MiniMax Unveils China's First MoE Language Model: A Hundred Billion Parameters for Efficient Complex Task Processing

2024-01-17


On January 16, 2024, MiniMax launched the first MoE (Mixture of Experts) large language model abab6 in China. This model adopts the structure of MoE and has a massive number of parameters, which enables it to handle complex tasks and improve the training efficiency and data utilization of the model. In some more challenging and detailed scenarios, abab6 also shows significant improvements compared to abab5.5.

Last month, Wei Wei, the Vice President of MiniMax, revealed at a sub-forum of the Digital China Forum and Digital Development Forum that they are about to release the first domestic large-scale model based on the MoE architecture, which is comparable to OpenAI GPT-4. After half a month of partial customer testing and feedback, abab6 is officially launched.

What is MoE (Mixture of Experts)?

--- Tasks to complete ---
A) Please list every language model named in the MiniMax article.
B) Answer these questions from the MiniMax article:
(i) On what date did MiniMax launch abab6?
(ii) What position does Wei Wei hold at MiniMax?
(iii) How long did partial customer testing and feedback run before abab6 was officially launched?
C) Extend the MiniMax article, beginning after its final heading.

Dataset records:

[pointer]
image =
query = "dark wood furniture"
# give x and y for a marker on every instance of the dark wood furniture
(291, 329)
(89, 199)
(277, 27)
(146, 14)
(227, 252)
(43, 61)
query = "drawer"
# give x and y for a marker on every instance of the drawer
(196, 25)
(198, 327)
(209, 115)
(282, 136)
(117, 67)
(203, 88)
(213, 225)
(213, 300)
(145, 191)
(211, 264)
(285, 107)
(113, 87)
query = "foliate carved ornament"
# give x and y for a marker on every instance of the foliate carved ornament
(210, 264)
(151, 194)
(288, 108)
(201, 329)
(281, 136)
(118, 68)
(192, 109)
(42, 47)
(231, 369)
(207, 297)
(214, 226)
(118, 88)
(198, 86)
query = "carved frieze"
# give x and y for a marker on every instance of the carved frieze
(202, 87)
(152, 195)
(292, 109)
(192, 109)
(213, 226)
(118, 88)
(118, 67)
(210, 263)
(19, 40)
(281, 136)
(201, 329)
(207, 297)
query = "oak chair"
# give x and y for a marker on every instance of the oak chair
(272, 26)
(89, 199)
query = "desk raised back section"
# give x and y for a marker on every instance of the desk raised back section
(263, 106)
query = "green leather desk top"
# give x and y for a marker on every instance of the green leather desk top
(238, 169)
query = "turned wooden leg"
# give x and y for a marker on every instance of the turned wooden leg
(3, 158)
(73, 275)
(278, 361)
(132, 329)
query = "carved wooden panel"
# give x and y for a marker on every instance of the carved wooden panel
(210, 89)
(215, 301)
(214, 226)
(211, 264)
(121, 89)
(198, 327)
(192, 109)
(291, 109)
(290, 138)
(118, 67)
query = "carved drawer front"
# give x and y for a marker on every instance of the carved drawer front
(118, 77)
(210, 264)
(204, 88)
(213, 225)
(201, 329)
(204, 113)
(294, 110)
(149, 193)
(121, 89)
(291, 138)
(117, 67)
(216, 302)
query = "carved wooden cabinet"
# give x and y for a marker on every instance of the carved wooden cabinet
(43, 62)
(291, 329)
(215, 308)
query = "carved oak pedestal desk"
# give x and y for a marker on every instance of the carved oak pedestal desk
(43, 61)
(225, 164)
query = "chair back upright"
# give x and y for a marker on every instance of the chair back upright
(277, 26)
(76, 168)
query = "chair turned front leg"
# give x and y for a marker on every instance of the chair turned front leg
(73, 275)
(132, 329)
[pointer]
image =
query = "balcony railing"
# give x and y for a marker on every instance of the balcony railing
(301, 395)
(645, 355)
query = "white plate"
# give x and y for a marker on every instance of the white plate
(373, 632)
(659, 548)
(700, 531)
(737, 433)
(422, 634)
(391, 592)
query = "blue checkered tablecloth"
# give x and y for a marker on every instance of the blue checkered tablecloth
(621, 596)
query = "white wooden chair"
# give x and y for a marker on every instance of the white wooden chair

--- Answers for the exercise ---
A)
abab6
abab5.5
OpenAI GPT-4

B)
(i) January 16, 2024
(ii) Vice President
(iii) Half a month

C)
The Mixture of Experts is an integrated learning method that divides a problem into multiple sub-tasks and trains a group of experts for each sub-task. The parameters of the model are also divided into multiple "experts", and only a subset of experts participates in the calculation during each inference. In this way, abab6 has the advantage of large parameters, which enables it to handle complex tasks and improve the computational efficiency of the model, allowing more data to be trained in a unit of time.

In April 2023, MiniMax released an open platform. In June 2023, they started developing the MoE (Mixture of Experts) model. Currently, most of the large language models in open source and academic projects do not adopt the MoE architecture. In order to train abab6, MiniMax independently developed an efficient MoE training and inference framework, and created some training techniques for MoE models. So far, abab6 is the first domestic MoE large language model with over 100 billion parameters.